• _INSTRUCTIONS FOR THE TASK_: Count the lines in the records below that contain the string "yellow", and reply with only that number.

(Entries from a dataset)
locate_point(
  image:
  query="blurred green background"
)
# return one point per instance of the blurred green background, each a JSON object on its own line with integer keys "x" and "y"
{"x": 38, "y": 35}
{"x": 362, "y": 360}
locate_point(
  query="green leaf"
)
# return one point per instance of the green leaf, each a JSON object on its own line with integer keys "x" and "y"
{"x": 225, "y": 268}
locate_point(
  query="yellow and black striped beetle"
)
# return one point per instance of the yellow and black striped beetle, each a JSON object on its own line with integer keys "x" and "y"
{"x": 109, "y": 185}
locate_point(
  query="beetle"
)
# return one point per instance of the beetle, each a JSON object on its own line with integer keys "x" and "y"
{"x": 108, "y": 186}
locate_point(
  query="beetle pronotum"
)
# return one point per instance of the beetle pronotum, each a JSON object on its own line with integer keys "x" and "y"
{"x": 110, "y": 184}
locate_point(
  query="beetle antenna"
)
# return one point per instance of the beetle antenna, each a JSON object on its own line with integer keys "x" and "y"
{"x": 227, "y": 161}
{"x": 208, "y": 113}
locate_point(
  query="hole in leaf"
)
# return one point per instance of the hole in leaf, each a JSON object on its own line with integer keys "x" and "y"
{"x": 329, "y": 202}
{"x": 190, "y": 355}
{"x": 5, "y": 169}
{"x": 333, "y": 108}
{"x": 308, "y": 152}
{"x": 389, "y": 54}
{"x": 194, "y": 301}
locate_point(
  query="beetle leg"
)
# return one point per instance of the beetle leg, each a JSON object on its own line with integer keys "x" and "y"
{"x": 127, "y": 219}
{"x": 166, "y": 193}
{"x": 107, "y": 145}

• _THE OUTPUT_: 2